-- Begin SUPPLIED MATERIAL --

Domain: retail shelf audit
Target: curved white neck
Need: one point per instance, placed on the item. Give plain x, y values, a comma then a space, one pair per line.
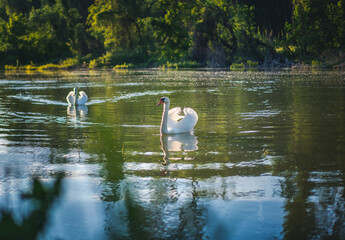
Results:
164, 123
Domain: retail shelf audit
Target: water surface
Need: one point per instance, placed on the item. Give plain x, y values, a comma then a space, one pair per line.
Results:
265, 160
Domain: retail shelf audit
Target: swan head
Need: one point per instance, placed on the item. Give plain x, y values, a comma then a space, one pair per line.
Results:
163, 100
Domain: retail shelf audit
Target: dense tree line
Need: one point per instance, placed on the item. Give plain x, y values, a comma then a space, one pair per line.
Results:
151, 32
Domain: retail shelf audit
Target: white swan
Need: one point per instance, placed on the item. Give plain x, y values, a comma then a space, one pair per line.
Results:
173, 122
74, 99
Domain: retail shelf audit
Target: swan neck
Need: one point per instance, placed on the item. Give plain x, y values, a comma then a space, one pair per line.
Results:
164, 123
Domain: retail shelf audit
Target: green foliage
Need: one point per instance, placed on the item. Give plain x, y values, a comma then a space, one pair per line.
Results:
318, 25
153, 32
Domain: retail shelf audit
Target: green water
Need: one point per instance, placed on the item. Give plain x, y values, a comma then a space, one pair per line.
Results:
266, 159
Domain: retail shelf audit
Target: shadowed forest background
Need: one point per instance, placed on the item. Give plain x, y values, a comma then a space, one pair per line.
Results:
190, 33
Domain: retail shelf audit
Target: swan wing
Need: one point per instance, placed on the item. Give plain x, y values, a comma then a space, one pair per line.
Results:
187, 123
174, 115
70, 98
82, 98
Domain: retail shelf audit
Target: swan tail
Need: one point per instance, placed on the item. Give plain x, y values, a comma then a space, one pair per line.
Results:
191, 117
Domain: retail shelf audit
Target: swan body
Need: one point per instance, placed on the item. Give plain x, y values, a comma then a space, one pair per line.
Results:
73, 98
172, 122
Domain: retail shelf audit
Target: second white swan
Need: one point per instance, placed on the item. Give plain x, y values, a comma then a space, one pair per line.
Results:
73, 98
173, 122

-- End SUPPLIED MATERIAL --

- WRITTEN REQUEST
Write the listing out a second time exactly, dropping all images.

- EXPECTED ANSWER
Domain: retail shelf audit
Target: curved white neck
Need: one point per instance, placed on the item. Give plain x, y values, a comma then a space, one pair per line.
Results:
164, 123
Domain: retail shelf audit
Target: water surface
Need: one point per instance, placed on the item. Give plain x, y values, a comma then a space, one pair per line.
Results:
265, 160
Domain: retail shelf audit
Target: swan head
Need: one point per instance, placed on the item. Give plain x, y values, a comma then a space, one pair per line.
Results:
163, 100
Domain: retail shelf audit
Target: dense tree line
Need: one point per instance, placed on the item. Give plain x, y values, a comma then a space, one pair per line.
Results:
151, 32
Domain: retail shelf audit
Target: white swan
Need: one point per instance, placed on the item. Give plain x, y values, a comma then a space, one pair per line.
Results:
173, 122
74, 99
Domain: retail shelf audit
Target: swan neck
Need: one point per instance, placed on the item. Give plain x, y values, a comma then a space, one pair per line.
Results:
164, 123
Domain: retail shelf audit
Target: green foliage
Need: one point per instance, placed on the item. Give plain x, y values, a comma then a space, one pair per line.
Results:
318, 25
153, 32
Domain: retail shelf audit
Target: green water
Need: one point per instance, placed on the item. Give plain x, y values, a comma then a space, one pair per line.
Results:
266, 159
Domain: retail shelf audit
Target: shadowed forest background
Need: one point per instance, placed on the item. Give plain x, y values, a comma then a space, one pair per line.
Results:
190, 33
Domain: retail shelf audit
Target: swan wing
Need: one point per instance, placed on the item. Give plain x, y values, a comma then a space, one pair per line.
Results:
187, 123
174, 115
70, 98
82, 98
Domain: retail shelf audit
Target: swan tail
Need: one point per instance, placed on the item. Give plain x, y values, a comma then a space, one pair per line.
Results:
191, 117
Domain: retail shelf audit
Target: swan body
Need: one point per instance, placed on the item. Give plain x, y values, a comma then a space, one pair per line.
Results:
73, 98
172, 122
Domain: retail shelf audit
Target: second white swan
Need: one point per instance, placed on the item. Give plain x, y values, a comma then a space, one pair per line.
Results:
73, 98
173, 122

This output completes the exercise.